Dataset excerpt:
****************************************
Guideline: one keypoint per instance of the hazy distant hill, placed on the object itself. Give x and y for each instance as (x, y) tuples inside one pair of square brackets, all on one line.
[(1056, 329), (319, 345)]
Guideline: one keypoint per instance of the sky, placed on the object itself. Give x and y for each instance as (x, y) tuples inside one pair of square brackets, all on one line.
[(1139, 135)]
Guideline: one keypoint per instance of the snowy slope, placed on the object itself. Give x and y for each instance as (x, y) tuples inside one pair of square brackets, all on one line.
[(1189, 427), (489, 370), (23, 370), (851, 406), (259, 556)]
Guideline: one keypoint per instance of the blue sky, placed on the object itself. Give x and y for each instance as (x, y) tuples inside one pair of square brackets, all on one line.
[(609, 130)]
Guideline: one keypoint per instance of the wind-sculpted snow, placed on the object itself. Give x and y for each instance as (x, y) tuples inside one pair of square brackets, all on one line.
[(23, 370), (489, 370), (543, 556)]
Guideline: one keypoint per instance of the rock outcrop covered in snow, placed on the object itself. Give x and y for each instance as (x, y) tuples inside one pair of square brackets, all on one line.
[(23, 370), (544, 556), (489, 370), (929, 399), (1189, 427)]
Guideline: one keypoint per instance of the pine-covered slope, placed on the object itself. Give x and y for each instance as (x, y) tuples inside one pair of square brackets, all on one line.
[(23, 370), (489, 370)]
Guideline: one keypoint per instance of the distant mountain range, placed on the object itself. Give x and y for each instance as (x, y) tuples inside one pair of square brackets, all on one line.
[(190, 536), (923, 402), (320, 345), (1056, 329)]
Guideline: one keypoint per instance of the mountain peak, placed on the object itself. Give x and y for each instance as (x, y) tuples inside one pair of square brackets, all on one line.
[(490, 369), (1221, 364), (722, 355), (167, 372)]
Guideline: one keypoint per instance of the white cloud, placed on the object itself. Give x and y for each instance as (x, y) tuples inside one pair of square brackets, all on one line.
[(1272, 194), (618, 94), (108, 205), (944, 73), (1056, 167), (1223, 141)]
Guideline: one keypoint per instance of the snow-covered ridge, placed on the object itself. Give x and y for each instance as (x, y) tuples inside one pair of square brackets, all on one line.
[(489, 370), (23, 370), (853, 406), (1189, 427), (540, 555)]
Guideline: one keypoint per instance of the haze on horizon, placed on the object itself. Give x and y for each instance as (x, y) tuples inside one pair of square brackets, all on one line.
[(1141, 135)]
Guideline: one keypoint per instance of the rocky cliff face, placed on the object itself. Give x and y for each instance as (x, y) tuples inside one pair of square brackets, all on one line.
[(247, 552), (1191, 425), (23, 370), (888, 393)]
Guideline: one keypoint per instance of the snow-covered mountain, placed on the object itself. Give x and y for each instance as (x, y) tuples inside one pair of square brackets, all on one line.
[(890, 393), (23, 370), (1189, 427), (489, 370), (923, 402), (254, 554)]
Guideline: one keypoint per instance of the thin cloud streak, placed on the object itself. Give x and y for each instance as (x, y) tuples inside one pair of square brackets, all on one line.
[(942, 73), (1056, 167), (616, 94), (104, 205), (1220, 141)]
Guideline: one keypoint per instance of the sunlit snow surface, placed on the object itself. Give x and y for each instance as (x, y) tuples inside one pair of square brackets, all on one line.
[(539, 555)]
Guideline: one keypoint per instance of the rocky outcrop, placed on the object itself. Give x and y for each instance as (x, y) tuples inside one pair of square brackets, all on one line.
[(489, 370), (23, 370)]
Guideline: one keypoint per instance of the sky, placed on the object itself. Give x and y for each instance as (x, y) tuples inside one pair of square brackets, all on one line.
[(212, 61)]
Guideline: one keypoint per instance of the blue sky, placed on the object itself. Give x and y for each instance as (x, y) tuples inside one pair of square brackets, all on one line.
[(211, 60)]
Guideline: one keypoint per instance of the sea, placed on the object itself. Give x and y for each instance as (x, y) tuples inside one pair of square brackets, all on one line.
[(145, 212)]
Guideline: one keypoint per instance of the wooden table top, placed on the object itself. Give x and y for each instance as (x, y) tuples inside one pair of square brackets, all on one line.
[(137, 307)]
****************************************
Exercise description:
Print from the line containing "snow-covered mountain, placed" to the last line above, exactly as written.

Answer for the task:
Guideline: one keypoint per instance of the snow-covered mountain, placed on the object itself. Give x and y for each instance as (x, y) tuples inside one pair of square brackets, all on one line.
[(890, 393), (23, 370), (1189, 427), (489, 370), (923, 402), (254, 554)]
Guideline: one keypoint per instance of the thin cloud streak, placed on the object itself. Give x and y for each instance as (x, y) tuples inside one pair of square brackets, all on one line.
[(942, 73), (1056, 167), (616, 94), (104, 205), (1220, 141)]
Guideline: one keypoint per instance of the sunlit snow surface, placed on the object itself. Give x and y for each instance as (x, y) tuples inside one pair of square brackets, all on one line.
[(539, 555)]
Guideline: one keypoint per instance of the rocky outcrop, placed on the object itself. Give x and y for each instance as (x, y) tuples inside one pair of square brackets, all on one line.
[(489, 370), (23, 370)]
Guideline: one keypoint per instance of the sky, placed on the object itself. Give x and y for each instance as (x, y) tuples inside one pair of square brackets, all on one line.
[(212, 61)]
Guideline: one keypoint per instance of the blue sky, placed on the object itself. Give x and y for each instance as (x, y) tuples inside one pair of square brackets, all on one line.
[(211, 60)]
Guideline: one keypoint per instance of the sea, placed on the object itself. Give x and y for each instance as (x, y) tuples inside one pair of square brackets, all on one line.
[(145, 212)]
Guideline: one keypoint per instance of the wooden table top, placed on the object itself. Give x and y for each instance as (x, y) tuples inside one pair of square brackets, all on one line.
[(137, 307)]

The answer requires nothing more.